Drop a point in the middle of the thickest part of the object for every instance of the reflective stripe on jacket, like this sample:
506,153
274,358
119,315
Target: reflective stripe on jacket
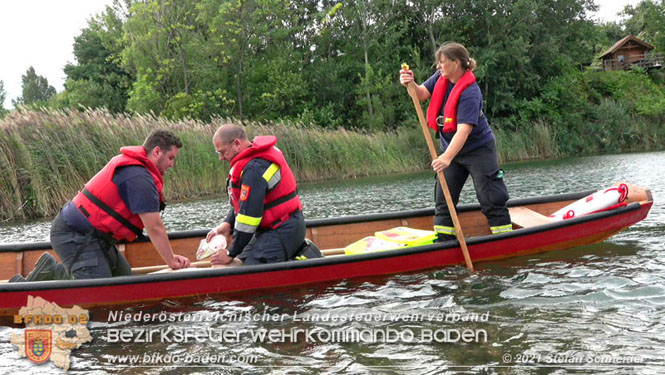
103,190
281,199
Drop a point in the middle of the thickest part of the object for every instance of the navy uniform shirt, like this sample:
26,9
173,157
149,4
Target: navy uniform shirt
469,111
137,189
250,206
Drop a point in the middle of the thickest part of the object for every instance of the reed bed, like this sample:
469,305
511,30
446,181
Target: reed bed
48,155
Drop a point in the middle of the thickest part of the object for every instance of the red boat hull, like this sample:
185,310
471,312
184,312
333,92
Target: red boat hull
132,289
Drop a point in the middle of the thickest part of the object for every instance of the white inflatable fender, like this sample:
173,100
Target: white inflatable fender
598,201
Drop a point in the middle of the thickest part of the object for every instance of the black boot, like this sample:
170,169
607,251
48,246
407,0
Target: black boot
17,279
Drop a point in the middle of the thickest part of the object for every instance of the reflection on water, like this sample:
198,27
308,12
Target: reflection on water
580,311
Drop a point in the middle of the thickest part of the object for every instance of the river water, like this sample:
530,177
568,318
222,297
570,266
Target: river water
588,310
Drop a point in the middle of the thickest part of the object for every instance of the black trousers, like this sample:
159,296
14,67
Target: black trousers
483,166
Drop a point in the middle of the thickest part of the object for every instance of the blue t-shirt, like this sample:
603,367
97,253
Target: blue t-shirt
469,111
137,189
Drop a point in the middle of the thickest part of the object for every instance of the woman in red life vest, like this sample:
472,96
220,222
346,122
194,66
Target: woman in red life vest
467,143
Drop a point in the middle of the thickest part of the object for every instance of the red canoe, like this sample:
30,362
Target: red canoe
534,233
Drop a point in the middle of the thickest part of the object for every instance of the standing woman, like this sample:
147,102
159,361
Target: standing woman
467,143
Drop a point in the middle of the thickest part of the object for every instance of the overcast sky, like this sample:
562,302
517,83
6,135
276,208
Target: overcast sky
40,33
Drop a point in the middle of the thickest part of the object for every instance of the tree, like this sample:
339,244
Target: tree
647,22
36,89
98,79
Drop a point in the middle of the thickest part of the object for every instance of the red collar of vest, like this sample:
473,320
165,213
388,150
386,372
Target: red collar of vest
450,110
260,143
138,153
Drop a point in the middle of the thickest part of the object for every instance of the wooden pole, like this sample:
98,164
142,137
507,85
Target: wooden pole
206,263
411,88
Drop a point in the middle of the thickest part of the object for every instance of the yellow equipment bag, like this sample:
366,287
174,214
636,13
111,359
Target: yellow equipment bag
395,238
407,236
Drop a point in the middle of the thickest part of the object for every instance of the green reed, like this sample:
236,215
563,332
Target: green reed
48,155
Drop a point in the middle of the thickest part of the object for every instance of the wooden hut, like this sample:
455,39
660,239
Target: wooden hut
630,51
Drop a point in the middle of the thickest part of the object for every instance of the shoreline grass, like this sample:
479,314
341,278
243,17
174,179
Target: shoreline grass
48,155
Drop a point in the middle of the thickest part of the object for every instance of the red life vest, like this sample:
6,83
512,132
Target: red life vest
450,110
105,192
279,202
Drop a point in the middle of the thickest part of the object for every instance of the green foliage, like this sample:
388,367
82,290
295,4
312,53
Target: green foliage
3,96
98,80
646,20
36,90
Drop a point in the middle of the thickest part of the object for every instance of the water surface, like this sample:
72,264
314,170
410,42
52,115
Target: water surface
588,310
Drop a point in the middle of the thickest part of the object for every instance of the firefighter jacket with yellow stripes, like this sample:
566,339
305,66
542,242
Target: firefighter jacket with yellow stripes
281,198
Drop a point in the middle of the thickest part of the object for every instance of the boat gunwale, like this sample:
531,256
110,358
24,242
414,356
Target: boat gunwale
313,223
310,263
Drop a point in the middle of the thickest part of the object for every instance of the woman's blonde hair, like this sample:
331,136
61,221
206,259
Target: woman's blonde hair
455,51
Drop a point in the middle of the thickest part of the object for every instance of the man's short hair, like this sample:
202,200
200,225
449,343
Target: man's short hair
162,138
227,133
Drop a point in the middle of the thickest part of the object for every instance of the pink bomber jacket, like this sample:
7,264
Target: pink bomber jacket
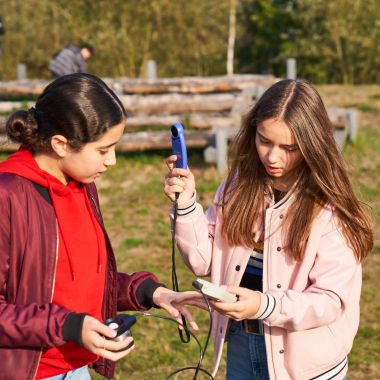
310,309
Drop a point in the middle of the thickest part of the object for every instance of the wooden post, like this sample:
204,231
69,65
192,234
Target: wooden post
231,38
353,123
151,70
21,71
221,150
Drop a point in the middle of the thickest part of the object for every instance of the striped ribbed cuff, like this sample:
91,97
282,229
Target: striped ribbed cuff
267,305
187,210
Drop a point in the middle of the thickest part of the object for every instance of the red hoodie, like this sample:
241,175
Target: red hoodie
80,274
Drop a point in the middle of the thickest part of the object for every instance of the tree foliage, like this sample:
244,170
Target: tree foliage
333,41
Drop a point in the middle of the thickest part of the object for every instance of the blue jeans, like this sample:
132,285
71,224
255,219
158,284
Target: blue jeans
246,355
76,374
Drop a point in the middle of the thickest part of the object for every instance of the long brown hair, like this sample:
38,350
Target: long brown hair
323,177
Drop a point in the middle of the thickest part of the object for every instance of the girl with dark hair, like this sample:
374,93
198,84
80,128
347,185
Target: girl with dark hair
58,278
287,235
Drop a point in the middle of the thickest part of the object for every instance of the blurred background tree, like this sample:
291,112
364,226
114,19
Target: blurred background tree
333,41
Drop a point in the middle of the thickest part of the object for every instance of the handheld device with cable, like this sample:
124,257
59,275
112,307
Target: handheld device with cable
122,324
179,145
213,291
179,149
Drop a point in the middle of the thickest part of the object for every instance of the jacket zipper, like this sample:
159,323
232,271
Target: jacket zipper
52,291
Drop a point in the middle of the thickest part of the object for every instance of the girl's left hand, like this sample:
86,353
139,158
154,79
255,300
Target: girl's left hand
174,303
247,305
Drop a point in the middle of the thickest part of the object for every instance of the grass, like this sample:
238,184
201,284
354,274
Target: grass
136,215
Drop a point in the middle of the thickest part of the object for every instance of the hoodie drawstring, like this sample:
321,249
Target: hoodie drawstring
96,228
60,230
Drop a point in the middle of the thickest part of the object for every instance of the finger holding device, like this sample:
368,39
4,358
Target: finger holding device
213,291
179,145
121,324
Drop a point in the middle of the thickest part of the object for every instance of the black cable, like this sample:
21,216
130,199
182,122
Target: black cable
202,351
174,273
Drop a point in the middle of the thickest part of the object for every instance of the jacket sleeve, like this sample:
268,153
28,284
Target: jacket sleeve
334,284
135,291
195,232
29,325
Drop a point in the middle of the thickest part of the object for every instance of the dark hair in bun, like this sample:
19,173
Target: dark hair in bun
80,107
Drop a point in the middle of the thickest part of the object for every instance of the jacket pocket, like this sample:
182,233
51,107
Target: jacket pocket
309,353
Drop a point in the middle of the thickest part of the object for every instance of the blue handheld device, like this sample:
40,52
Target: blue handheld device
179,145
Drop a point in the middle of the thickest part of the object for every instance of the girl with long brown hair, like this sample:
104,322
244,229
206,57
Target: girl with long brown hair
287,235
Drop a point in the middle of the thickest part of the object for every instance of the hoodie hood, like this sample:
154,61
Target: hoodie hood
64,199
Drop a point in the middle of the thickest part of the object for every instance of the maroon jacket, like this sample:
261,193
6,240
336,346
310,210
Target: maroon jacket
29,321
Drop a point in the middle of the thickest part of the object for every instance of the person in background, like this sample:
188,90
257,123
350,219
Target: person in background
71,59
58,275
286,234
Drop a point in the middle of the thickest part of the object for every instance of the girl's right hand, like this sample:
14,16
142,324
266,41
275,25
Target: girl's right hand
178,181
94,339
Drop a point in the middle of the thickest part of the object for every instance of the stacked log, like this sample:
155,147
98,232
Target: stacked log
203,105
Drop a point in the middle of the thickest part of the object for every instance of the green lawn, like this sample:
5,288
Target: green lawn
136,215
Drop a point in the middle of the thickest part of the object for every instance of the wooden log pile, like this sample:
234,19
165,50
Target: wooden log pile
202,104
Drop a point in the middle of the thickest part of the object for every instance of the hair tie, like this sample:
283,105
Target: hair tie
33,112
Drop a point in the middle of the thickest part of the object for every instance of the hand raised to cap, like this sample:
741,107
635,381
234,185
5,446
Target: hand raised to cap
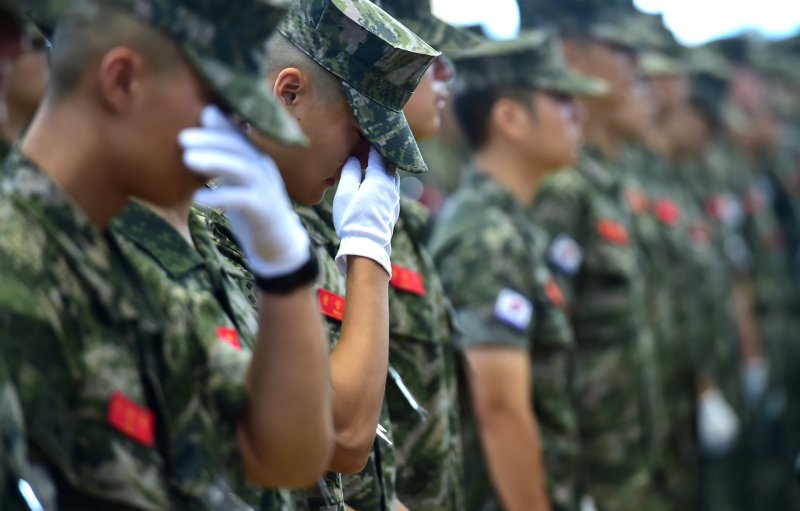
251,192
365,210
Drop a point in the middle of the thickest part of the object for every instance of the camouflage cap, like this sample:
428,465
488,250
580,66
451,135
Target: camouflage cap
417,15
534,60
379,62
615,22
224,41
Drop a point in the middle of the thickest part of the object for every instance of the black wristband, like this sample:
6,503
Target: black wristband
288,283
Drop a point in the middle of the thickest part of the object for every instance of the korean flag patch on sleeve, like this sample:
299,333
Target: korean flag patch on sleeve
565,255
513,309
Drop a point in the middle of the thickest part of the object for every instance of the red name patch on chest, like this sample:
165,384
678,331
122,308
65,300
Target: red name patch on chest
132,420
331,304
405,279
612,232
229,336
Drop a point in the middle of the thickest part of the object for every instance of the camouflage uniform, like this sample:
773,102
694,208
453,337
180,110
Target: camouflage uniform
485,245
489,252
373,488
128,407
216,304
422,352
422,334
614,348
379,63
71,320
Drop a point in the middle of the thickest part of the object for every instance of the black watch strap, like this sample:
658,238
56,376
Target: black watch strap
284,284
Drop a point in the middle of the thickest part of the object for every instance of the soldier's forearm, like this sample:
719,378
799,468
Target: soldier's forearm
359,364
289,420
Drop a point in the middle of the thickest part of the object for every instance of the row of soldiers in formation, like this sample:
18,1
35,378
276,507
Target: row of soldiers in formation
188,321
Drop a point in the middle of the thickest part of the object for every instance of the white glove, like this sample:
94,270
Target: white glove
250,191
755,377
718,424
365,211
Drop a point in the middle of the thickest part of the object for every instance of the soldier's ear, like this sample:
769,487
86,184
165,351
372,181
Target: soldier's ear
504,116
118,79
290,84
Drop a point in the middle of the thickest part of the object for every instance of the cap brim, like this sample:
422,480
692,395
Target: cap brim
442,36
387,131
247,96
574,84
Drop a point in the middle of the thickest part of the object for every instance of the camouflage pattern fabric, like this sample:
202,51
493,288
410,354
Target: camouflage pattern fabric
614,366
422,351
379,62
417,16
70,320
373,488
485,245
150,242
12,441
224,42
535,60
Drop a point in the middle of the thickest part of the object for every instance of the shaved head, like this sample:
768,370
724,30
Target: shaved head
81,43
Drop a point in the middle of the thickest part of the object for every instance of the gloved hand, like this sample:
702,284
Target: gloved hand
365,211
718,424
250,191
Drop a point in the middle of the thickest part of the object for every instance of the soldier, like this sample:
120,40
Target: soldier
422,394
123,413
515,105
707,314
28,75
345,70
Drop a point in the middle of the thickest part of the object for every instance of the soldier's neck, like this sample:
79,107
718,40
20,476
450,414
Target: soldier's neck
65,146
512,171
14,120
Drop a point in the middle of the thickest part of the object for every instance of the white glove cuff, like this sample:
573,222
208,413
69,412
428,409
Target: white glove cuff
363,248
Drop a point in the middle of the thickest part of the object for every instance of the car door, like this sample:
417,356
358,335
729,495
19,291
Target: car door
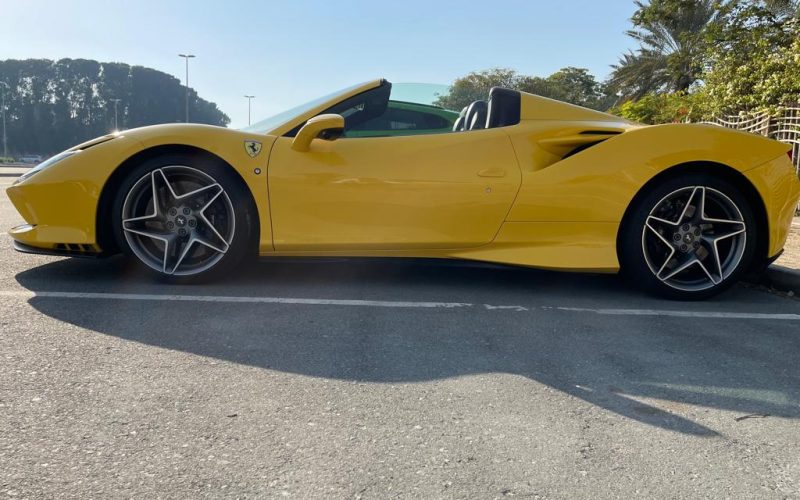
450,190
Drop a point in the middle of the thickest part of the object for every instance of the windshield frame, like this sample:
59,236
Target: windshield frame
310,109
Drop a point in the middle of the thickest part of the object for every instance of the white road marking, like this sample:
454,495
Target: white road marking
229,299
24,294
682,314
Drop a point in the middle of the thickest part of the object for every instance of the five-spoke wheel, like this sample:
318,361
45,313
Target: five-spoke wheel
689,237
179,220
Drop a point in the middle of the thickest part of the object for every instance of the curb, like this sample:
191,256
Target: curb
782,278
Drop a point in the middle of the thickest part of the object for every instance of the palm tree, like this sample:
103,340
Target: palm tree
788,8
670,54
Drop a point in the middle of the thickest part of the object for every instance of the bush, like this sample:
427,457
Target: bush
664,108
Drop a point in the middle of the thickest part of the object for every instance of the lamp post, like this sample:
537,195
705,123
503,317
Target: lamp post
4,86
187,57
116,123
249,99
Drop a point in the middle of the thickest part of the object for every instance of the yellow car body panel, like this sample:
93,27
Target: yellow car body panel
516,194
393,193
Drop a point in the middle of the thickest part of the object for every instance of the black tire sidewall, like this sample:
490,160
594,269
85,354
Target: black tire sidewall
244,212
632,259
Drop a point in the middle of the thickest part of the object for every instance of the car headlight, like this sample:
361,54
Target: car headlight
46,164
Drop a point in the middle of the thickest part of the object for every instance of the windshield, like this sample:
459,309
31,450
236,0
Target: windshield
421,93
273,121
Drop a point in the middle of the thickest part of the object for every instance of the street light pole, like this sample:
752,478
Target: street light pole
249,98
116,122
4,86
187,57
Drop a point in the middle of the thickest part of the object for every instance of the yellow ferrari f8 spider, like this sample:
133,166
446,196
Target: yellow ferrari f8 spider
374,170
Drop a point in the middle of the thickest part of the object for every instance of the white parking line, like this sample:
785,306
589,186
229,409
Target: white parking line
390,303
228,299
682,314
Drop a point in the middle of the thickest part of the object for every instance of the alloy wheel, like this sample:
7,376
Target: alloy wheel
178,220
694,238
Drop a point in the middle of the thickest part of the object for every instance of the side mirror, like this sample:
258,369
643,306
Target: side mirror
328,127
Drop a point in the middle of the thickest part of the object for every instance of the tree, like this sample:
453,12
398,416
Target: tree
573,85
754,55
52,105
476,85
670,57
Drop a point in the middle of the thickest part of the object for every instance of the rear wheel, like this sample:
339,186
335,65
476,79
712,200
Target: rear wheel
183,217
690,237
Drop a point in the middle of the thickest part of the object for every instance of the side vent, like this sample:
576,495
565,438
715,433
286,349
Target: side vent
77,249
569,145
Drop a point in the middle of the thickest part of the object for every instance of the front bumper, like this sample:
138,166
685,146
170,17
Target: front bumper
61,250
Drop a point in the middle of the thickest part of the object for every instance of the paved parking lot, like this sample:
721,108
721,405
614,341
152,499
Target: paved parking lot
379,378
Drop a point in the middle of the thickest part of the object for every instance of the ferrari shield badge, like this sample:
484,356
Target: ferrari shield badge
252,148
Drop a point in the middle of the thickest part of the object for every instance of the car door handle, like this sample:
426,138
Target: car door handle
492,172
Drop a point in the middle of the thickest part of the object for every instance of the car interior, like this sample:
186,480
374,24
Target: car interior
367,110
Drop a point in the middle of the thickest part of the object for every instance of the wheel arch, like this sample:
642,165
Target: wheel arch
104,231
724,172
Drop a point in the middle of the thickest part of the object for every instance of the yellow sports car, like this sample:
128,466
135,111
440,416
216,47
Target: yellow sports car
373,170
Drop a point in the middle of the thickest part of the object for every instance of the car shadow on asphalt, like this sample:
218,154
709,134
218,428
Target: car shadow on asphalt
660,371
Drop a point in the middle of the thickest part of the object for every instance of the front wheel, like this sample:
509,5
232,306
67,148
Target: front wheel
183,218
689,238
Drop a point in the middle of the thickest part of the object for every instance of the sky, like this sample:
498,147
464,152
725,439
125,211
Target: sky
288,52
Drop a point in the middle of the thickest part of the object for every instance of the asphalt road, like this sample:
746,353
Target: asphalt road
379,379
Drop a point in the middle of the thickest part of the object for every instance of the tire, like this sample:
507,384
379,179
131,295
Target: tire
672,249
202,226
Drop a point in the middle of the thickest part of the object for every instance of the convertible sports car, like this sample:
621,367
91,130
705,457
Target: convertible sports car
685,210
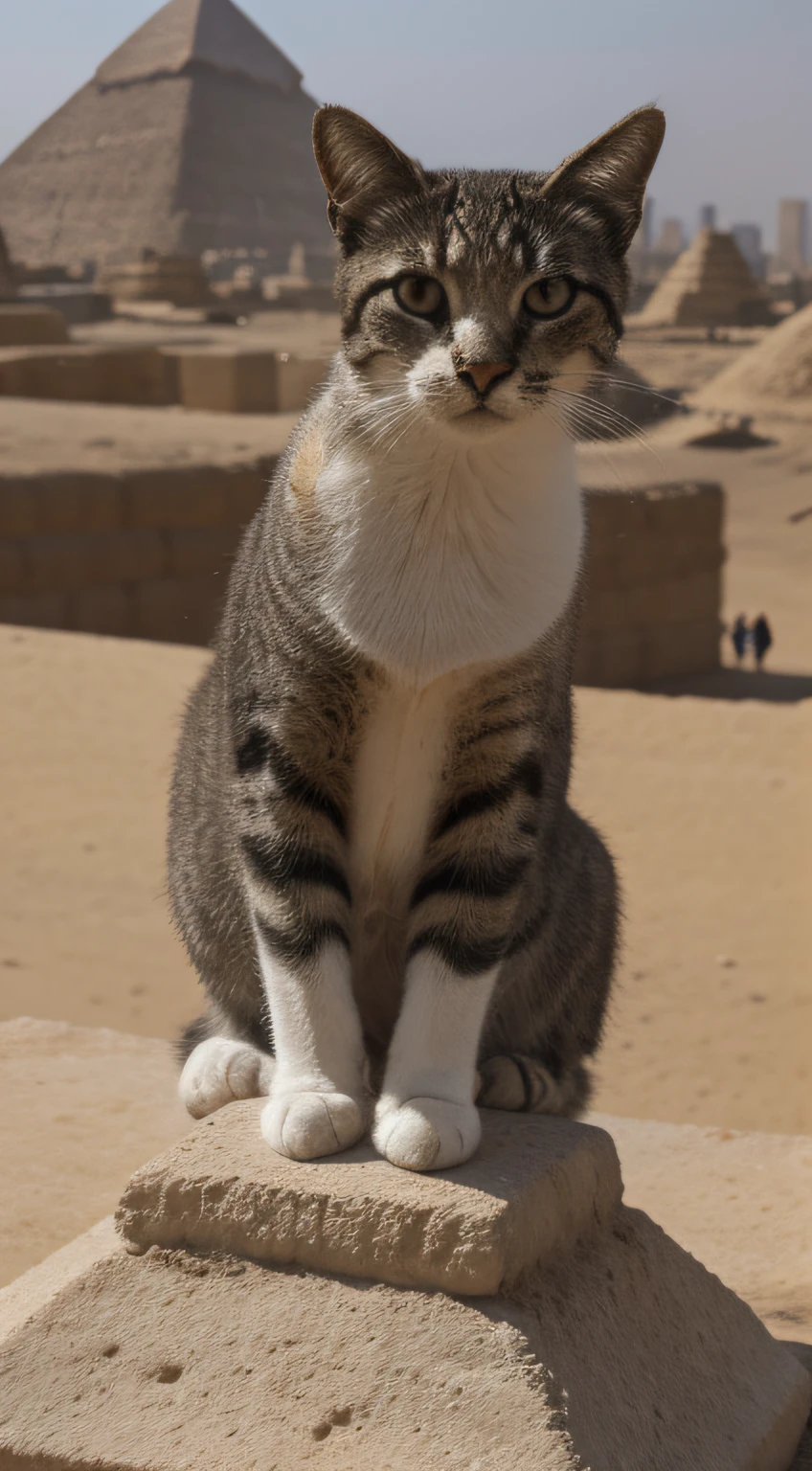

○ ○ ○ ○

▸ **Problem details**: Among the records above, a stretch begins at the line containing "Target: yellow equipment bag" and ends at the line containing "wooden hut, like". Restate that stretch word for word, and nothing else.

▸ **Expected answer**:
Target: yellow equipment bag
395,238
407,236
Drop a point in the middle of the thickest part of the object for every instance of the green reed, like this sample:
236,215
563,332
Target: green reed
48,155
Drop a point in the middle of the thickest part of the object for every instance of the wooden hut, like this sample:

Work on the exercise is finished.